### BRIEF
Would you output all the data exactly as it stands?

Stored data
========
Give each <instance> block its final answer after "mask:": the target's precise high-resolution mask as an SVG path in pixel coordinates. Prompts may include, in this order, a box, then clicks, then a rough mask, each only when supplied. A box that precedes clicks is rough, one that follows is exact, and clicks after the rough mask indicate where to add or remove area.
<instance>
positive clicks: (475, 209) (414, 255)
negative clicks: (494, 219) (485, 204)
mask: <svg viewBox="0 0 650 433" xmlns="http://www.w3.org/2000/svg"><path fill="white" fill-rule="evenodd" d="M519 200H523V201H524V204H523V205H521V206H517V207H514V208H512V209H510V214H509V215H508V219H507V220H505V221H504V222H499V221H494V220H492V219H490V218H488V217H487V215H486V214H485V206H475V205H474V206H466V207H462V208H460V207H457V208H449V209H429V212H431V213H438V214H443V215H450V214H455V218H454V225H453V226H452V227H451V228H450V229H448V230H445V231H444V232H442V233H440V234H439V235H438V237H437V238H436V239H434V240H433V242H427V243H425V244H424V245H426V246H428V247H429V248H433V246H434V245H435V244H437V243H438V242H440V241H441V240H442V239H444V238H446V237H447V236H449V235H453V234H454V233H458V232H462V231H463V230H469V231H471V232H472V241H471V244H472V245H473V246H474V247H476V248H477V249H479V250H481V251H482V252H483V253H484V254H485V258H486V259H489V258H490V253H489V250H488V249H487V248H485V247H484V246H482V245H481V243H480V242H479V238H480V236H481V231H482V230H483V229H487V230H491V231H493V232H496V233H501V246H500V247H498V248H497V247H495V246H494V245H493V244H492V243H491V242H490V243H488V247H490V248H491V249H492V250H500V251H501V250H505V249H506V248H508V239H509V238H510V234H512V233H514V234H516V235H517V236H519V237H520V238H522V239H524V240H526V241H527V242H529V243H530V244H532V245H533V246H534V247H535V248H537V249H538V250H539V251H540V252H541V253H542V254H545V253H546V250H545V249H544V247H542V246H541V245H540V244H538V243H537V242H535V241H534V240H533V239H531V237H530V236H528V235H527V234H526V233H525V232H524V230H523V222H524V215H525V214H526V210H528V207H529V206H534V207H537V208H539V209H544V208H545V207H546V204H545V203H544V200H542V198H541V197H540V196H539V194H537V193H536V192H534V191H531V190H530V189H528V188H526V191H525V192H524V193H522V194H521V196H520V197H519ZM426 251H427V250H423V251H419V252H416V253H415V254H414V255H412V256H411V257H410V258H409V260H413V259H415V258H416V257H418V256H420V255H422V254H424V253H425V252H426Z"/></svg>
========
### TASK ANSWER
Give each <instance> block its final answer after "mask:": the target's precise high-resolution mask as an SVG path in pixel coordinates. Prompts may include, in this order, a box, then clicks, then a rough mask, each only when supplied. A box that precedes clicks is rough, one that follows is exact, and clicks after the rough mask indicate where to add or remove area.
<instance>
positive clicks: (475, 209) (414, 255)
negative clicks: (494, 219) (485, 204)
mask: <svg viewBox="0 0 650 433" xmlns="http://www.w3.org/2000/svg"><path fill="white" fill-rule="evenodd" d="M519 200H523V201H524V204H523V205H521V206H517V207H514V208H512V209H510V214H509V215H508V219H507V220H505V221H504V222H499V221H494V220H492V219H490V218H488V217H487V215H486V214H485V206H475V205H474V206H466V207H462V208H460V207H457V208H449V209H429V212H431V213H438V214H443V215H450V214H455V218H454V225H453V226H452V227H451V228H450V229H448V230H445V231H444V232H442V233H440V234H439V235H438V237H437V238H436V239H434V240H433V242H427V243H425V244H424V245H426V246H428V247H429V248H433V246H434V245H435V244H437V243H438V242H440V241H441V240H442V239H444V238H446V237H447V236H449V235H453V234H454V233H458V232H462V231H463V230H469V231H471V232H472V241H471V244H472V245H473V246H474V247H476V248H477V249H479V250H481V251H482V252H483V253H484V254H485V258H486V259H489V258H490V253H489V250H488V249H487V248H485V247H484V246H482V245H481V243H480V242H479V238H480V236H481V231H482V230H483V229H487V230H491V231H493V232H496V233H501V246H500V247H498V248H497V247H495V246H494V245H493V244H492V243H491V242H490V243H488V247H490V248H491V249H492V250H500V251H501V250H505V249H506V248H508V239H509V238H510V234H512V233H514V234H516V235H517V236H519V237H520V238H522V239H524V240H526V241H527V242H529V243H530V244H532V245H533V246H534V247H535V248H537V249H538V250H539V251H540V252H541V253H542V254H545V253H546V250H545V249H544V247H542V246H541V245H540V244H538V243H537V242H535V241H534V240H533V239H531V237H530V236H528V235H527V234H526V233H525V232H524V230H523V222H524V215H525V214H526V210H528V207H529V206H534V207H537V208H539V209H544V208H545V207H546V204H545V203H544V200H542V198H541V197H540V196H539V194H537V193H536V192H534V191H531V190H530V189H528V188H526V191H525V192H524V193H522V194H521V196H520V197H519ZM426 251H427V250H423V251H419V252H416V253H415V254H414V255H412V256H411V257H410V258H409V260H413V259H415V258H416V257H418V256H420V255H422V254H424V253H425V252H426Z"/></svg>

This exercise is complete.